- [Task details]: Give back only the line containing "Reviewer note: confirm that every instance of the tree" and every line after it through the end of the data below, transcribed exactly.

Top of Data

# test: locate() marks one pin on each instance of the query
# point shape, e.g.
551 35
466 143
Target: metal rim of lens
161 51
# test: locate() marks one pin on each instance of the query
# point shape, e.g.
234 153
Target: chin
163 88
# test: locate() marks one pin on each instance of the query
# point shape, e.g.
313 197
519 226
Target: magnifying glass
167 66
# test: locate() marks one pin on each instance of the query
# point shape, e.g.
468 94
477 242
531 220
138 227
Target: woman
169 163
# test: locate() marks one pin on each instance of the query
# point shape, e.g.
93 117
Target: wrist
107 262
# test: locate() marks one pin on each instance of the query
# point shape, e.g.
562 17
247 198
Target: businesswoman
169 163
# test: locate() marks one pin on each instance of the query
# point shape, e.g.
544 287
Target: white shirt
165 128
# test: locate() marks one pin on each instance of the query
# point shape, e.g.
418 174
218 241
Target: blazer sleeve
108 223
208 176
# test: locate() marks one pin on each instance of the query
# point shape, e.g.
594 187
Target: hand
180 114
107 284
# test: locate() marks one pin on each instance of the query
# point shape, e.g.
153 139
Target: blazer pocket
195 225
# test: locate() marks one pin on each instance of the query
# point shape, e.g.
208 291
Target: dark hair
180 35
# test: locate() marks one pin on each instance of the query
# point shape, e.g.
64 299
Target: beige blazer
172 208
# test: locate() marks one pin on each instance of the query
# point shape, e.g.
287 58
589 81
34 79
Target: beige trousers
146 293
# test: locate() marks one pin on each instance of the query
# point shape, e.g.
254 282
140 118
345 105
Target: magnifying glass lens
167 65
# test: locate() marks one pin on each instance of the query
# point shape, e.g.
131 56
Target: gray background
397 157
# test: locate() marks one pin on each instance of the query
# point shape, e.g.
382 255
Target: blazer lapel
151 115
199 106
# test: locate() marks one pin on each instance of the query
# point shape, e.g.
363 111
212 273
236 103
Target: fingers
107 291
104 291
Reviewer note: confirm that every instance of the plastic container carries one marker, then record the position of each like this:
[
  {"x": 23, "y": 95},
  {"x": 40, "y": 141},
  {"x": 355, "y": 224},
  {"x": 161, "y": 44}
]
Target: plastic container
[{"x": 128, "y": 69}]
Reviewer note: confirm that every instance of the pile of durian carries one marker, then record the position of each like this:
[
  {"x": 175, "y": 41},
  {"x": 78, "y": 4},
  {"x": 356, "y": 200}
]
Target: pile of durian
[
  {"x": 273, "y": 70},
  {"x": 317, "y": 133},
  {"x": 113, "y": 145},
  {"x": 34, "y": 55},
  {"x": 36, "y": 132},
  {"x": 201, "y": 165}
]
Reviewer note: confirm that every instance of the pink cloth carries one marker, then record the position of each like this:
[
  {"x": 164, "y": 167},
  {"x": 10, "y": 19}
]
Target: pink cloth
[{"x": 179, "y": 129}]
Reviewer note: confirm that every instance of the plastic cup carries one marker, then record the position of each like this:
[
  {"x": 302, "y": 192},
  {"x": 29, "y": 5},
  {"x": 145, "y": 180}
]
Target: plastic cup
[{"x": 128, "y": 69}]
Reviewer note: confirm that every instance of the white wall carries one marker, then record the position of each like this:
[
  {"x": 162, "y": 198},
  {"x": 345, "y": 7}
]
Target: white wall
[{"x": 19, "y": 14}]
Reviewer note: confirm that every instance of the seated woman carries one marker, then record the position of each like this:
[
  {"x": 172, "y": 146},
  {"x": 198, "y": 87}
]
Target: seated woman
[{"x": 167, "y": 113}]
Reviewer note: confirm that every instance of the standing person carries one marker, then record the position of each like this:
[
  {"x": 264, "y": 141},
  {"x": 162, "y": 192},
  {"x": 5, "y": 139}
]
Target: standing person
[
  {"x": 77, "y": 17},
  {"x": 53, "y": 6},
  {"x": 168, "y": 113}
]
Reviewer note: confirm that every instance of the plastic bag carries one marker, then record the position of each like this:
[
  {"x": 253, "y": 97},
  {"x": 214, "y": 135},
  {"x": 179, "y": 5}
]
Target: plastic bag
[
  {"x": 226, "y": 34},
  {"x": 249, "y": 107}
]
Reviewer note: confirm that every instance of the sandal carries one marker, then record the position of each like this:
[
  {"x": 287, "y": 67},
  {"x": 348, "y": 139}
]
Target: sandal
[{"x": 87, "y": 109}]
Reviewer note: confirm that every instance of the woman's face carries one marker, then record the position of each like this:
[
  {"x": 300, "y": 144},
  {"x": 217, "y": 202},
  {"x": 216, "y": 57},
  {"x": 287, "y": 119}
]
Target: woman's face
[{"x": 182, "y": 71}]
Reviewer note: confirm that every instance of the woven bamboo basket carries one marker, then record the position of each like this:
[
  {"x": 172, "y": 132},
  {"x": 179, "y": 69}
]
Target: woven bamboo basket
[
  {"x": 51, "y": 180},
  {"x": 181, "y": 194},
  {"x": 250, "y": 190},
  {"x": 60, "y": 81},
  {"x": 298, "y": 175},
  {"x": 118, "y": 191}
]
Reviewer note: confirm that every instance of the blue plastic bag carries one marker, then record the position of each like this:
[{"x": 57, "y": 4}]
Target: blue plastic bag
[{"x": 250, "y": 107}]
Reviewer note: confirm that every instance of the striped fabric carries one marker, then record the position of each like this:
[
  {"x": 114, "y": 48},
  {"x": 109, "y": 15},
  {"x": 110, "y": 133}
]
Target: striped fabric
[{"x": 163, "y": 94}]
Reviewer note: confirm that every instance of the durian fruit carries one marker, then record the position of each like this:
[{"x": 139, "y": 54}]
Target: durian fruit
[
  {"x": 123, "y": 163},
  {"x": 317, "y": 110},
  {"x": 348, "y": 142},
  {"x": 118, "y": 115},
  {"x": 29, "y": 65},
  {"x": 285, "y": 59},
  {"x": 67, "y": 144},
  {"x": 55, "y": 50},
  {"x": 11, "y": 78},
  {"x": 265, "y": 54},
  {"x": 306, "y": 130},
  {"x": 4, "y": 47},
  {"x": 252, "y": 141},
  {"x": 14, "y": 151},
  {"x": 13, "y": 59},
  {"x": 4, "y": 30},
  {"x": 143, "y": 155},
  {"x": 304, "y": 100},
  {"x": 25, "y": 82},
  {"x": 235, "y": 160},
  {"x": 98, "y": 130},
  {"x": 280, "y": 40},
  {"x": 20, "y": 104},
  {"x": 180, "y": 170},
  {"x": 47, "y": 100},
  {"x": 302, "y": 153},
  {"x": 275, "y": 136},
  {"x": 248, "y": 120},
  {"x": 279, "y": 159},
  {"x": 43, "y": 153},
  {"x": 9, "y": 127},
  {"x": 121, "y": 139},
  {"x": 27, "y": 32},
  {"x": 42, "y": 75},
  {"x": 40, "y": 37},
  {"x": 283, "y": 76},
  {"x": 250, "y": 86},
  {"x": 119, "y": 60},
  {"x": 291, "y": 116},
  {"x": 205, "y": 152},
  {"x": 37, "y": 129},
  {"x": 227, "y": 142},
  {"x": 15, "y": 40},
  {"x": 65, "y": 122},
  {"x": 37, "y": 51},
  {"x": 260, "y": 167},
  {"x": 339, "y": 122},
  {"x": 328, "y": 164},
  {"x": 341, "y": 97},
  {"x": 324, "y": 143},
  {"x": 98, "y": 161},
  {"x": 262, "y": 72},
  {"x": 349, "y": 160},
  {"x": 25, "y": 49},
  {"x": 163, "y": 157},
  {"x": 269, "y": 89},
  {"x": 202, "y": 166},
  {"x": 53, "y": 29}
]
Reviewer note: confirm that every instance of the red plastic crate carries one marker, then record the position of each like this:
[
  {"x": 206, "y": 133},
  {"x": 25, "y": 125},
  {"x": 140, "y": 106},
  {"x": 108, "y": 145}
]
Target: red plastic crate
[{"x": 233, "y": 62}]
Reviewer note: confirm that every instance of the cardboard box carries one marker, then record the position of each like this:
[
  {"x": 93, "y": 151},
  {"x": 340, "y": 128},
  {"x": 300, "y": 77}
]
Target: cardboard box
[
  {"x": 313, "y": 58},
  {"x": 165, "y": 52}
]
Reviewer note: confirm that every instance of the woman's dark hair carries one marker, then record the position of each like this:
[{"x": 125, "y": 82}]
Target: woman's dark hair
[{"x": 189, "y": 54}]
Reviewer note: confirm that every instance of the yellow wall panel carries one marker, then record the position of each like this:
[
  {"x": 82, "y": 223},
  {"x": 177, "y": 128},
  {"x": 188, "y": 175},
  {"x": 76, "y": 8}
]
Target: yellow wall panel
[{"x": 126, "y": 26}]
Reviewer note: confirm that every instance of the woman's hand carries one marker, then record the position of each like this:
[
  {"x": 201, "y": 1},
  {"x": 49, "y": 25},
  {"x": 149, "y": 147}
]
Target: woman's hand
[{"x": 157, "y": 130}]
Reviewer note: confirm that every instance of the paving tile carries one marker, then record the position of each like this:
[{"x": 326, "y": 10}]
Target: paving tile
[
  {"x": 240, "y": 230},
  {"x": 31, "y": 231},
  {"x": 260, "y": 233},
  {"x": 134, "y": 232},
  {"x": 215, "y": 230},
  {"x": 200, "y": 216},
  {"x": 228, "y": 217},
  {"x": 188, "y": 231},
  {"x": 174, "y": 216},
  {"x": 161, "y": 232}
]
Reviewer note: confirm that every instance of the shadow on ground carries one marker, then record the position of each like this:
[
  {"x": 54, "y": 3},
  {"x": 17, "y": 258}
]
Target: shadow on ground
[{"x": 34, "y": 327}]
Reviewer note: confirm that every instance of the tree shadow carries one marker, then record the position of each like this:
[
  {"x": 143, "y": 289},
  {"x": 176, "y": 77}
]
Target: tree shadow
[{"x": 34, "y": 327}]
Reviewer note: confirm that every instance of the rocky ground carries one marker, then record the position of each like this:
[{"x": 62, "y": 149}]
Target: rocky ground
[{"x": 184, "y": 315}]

Bottom of Data

- [Response]:
Reviewer note: confirm that every instance of the tree shadow carries one marker, then record the position of each like this:
[
  {"x": 143, "y": 289},
  {"x": 176, "y": 77}
]
Target: tree shadow
[{"x": 34, "y": 327}]
Reviewer note: confirm that every instance of the rocky ground carries one marker, then record the position of each like this:
[{"x": 62, "y": 149}]
Target: rocky ground
[{"x": 184, "y": 315}]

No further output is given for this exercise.